### [ACTIVITY]
Write out the entries again exactly as they are given.

### [EXERCISE INPUT]
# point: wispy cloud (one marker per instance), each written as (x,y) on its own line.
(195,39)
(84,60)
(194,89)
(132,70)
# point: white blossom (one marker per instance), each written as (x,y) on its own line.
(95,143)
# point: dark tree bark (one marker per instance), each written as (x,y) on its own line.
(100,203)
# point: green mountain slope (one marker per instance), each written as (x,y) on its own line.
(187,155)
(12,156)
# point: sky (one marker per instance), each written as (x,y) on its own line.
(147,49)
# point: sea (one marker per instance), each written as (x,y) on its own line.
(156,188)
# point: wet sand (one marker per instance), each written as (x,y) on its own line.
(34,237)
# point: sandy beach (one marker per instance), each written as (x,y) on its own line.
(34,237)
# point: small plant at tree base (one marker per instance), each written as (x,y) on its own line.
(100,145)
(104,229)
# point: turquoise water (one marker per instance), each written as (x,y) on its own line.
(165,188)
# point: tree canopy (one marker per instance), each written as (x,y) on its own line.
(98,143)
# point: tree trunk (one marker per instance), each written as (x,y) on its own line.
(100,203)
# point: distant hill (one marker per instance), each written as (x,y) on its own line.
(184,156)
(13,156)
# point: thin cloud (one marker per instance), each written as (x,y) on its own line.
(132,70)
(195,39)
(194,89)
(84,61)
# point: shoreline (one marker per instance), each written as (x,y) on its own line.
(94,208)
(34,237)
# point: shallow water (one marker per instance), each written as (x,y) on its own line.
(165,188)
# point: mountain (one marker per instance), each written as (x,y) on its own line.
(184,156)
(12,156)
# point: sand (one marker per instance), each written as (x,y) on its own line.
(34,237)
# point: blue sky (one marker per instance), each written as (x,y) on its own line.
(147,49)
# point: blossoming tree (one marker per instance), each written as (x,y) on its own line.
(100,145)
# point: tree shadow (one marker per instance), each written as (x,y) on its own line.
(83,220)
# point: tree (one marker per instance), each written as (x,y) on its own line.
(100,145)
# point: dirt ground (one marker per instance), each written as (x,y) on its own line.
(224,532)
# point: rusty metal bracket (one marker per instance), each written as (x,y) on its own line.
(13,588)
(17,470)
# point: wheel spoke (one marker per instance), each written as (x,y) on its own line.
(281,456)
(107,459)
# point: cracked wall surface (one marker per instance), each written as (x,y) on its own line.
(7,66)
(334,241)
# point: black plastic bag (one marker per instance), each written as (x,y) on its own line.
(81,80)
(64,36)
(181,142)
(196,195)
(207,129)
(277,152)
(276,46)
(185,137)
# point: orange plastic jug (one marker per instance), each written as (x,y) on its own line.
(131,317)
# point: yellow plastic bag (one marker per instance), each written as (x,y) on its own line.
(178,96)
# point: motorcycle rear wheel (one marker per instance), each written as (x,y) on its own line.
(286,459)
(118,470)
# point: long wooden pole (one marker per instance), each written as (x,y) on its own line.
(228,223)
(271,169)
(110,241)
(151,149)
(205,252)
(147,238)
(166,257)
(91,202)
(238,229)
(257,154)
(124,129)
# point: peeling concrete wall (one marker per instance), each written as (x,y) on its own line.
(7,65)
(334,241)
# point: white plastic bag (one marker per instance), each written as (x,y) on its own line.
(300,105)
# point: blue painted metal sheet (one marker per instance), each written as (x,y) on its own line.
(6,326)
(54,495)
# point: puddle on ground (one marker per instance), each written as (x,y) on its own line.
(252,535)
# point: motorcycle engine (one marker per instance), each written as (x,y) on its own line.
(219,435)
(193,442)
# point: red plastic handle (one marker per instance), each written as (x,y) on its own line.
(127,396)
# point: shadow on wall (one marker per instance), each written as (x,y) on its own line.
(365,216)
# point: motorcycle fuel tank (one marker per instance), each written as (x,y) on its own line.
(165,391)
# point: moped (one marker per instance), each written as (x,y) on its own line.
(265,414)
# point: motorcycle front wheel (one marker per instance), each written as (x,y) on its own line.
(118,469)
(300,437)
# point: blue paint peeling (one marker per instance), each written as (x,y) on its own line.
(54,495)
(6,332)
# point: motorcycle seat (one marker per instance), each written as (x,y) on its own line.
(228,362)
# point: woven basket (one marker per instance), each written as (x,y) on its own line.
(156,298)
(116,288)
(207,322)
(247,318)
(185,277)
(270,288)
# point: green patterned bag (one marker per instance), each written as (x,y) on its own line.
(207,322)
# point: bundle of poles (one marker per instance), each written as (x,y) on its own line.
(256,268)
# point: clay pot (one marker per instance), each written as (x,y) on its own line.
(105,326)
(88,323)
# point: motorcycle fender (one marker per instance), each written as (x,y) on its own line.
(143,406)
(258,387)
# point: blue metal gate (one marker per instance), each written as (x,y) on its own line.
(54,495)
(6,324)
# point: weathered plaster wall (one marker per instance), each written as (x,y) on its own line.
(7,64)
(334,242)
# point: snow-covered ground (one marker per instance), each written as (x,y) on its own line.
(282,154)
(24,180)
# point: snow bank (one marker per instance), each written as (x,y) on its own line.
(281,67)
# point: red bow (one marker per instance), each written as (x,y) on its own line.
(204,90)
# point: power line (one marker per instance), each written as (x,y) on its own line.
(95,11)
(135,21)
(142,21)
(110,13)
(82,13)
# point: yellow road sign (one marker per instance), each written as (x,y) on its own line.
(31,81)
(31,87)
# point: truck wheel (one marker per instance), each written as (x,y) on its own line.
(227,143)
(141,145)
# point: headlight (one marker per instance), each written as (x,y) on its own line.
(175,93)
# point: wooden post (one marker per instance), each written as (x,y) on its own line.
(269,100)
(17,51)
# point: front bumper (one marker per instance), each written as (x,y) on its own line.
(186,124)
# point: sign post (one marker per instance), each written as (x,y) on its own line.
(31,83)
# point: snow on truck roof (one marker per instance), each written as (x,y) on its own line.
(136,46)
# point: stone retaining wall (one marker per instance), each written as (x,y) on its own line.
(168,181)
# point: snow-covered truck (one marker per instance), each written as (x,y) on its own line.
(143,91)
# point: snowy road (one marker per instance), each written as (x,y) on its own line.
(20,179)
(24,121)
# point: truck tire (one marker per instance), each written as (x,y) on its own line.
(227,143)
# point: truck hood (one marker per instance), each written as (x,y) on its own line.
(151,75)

### [REPLY TO THE EXERCISE]
# point: wispy cloud (one marker per instance), each written as (x,y) on its own line.
(195,39)
(84,60)
(194,89)
(132,70)
# point: white blossom (one marker per instance), each written as (x,y) on its own line.
(95,143)
# point: dark tree bark (one marker per instance), each written as (x,y) on its own line.
(100,203)
# point: green mountain slope (one marker per instance), each written as (x,y) on its own line.
(187,155)
(12,156)
# point: sky (one marker per instance), each written as (x,y) on its own line.
(147,49)
# point: sea (one marker per instance), each written as (x,y) on its own line.
(156,188)
# point: wet sand (one marker per instance), each written as (x,y) on its own line.
(34,237)
# point: sandy beach (one marker per instance), each written as (x,y) on its own line.
(34,237)
# point: small plant at tree base (one marker per instance), each written as (x,y) on its own line.
(100,145)
(104,229)
# point: turquoise water (one marker per instance), each written as (x,y) on its own line.
(165,188)
# point: tree canopy (one marker per instance), each written as (x,y) on its own line.
(98,143)
# point: tree trunk (one marker per instance), each written as (x,y) on its own line.
(100,203)
# point: distant hill (one marker per instance), each written as (x,y) on its own line.
(184,156)
(13,156)
# point: thin cloud (one marker per instance), each written as (x,y) on its own line.
(132,70)
(195,39)
(194,89)
(84,61)
# point: shoreline (one marker per instance), each written as (x,y) on its own line.
(94,208)
(34,237)
# point: shallow water (one marker per instance), each written as (x,y) on its own line.
(165,188)
# point: mountain (one marker per instance), each written as (x,y) on its own line.
(184,156)
(12,156)
# point: sand (one marker per instance), each written as (x,y) on its own line.
(34,237)
# point: blue sky (one marker per instance), each written as (x,y) on its own line.
(147,49)
# point: blossoming tree (one marker per instance), each written as (x,y) on its own line.
(100,145)
# point: tree shadow (one marker per instance), each written as (x,y) on its own line.
(83,220)
# point: tree (one marker per instance), each written as (x,y) on its own line.
(100,145)
# point: dirt ground (one marker per instance), each written as (x,y) on its own line.
(224,532)
# point: rusty metal bracket (one marker per instance), each written as (x,y) on its own line.
(13,588)
(17,470)
# point: wheel spoke (one marker per instance), each written as (x,y) on its own line.
(281,456)
(107,459)
# point: cracked wall surface (one marker per instance), each written as (x,y) on its own line.
(7,66)
(334,241)
# point: black plastic bag (one marker per instance), each written as (x,y) on its own line.
(81,80)
(64,36)
(181,142)
(196,195)
(207,129)
(277,152)
(276,46)
(185,137)
# point: orange plastic jug (one marker per instance), each written as (x,y) on its own line.
(131,317)
# point: yellow plastic bag (one marker per instance), each written as (x,y) on its own line.
(178,96)
# point: motorcycle rear wheel (one marker per instance), each written as (x,y) on its own line.
(286,459)
(118,470)
# point: long wooden pole (one marker per instance), each written as (x,y) on its own line.
(228,223)
(271,169)
(110,241)
(151,149)
(205,252)
(147,238)
(166,257)
(91,202)
(238,229)
(257,154)
(124,129)
# point: peeling concrete wall (one marker per instance), each written as (x,y) on its own line.
(7,65)
(334,241)
# point: white plastic bag (one marker per instance), each written as (x,y) on its own line.
(300,105)
# point: blue painted metal sheet (one marker per instance), each written as (x,y) on its own line.
(6,326)
(54,495)
# point: puddle on ground (one marker per instance), each written as (x,y) on its own line.
(252,535)
# point: motorcycle engine (one marker per instance), each written as (x,y) on its own line.
(219,435)
(193,442)
# point: red plastic handle (one marker per instance), each written as (x,y) on its own line.
(127,396)
# point: shadow on wall (one marker per instance), each written as (x,y) on its own line.
(365,216)
# point: motorcycle fuel tank (one marker per instance), each written as (x,y) on its own line.
(165,391)
# point: moped (one marker per instance), each written as (x,y) on its own line.
(265,414)
# point: motorcycle front wheel (one marker per instance), each written as (x,y) on its own line.
(118,469)
(300,437)
# point: blue paint peeling (one marker per instance), each written as (x,y) on its own line.
(54,495)
(6,332)
# point: motorcycle seat (one marker per instance), each written as (x,y) on its own line.
(228,362)
# point: woven basket (one marker per instance), each written as (x,y) on its own line.
(156,298)
(116,288)
(207,322)
(247,318)
(185,277)
(270,288)
# point: green patterned bag (one marker per instance), each written as (x,y) on its own line.
(207,322)
# point: bundle of poles (one marker per instance), each written as (x,y) on its own line.
(256,268)
# point: clay pot (one marker per instance), each written as (x,y) on its own line.
(105,326)
(88,323)
# point: motorcycle fender (one marker per instance), each written as (x,y) on its own line.
(143,406)
(258,387)
# point: blue metal gate (one marker per instance), each written as (x,y) on its own line.
(54,495)
(6,324)
# point: weathered plaster wall (one marker per instance), each written as (x,y) on its own line.
(7,64)
(334,242)
# point: snow-covered ground (one marker per instance), each written as (x,y) on its own line.
(282,154)
(24,180)
# point: snow bank (one marker per instance), each written as (x,y) on its own line.
(281,67)
# point: red bow (one marker per instance), each written as (x,y) on its own line.
(204,90)
# point: power line (one marker per instance), each written as (x,y) on its own line.
(95,11)
(135,21)
(142,21)
(110,13)
(82,13)
# point: yellow road sign (one marker per instance), each written as (x,y) on its own line.
(31,81)
(31,87)
# point: truck wheel (one marker per instance), each written as (x,y) on its own line.
(227,143)
(141,145)
# point: headlight (one marker per instance), each written as (x,y) on its own line.
(175,93)
# point: wooden post (one marker per instance), each written as (x,y) on its own line.
(269,100)
(17,51)
# point: front bumper (one marker per instance), each written as (x,y) on its own line.
(186,124)
# point: sign post (one marker per instance), each written as (x,y) on its own line.
(31,83)
# point: snow on truck roof (one marker per instance), each written as (x,y) on its own line.
(136,46)
# point: stone retaining wall (one marker per instance), each written as (x,y) on its own line.
(168,181)
# point: snow-covered truck (one marker per instance), each written as (x,y) on its own line.
(143,91)
# point: snowy road (one marker per instance), each written as (x,y) on its own line.
(20,179)
(24,121)
# point: truck tire (one marker per instance), each written as (x,y) on its own line.
(227,143)
# point: truck hood (one marker per instance), each written as (x,y) on its own line.
(151,75)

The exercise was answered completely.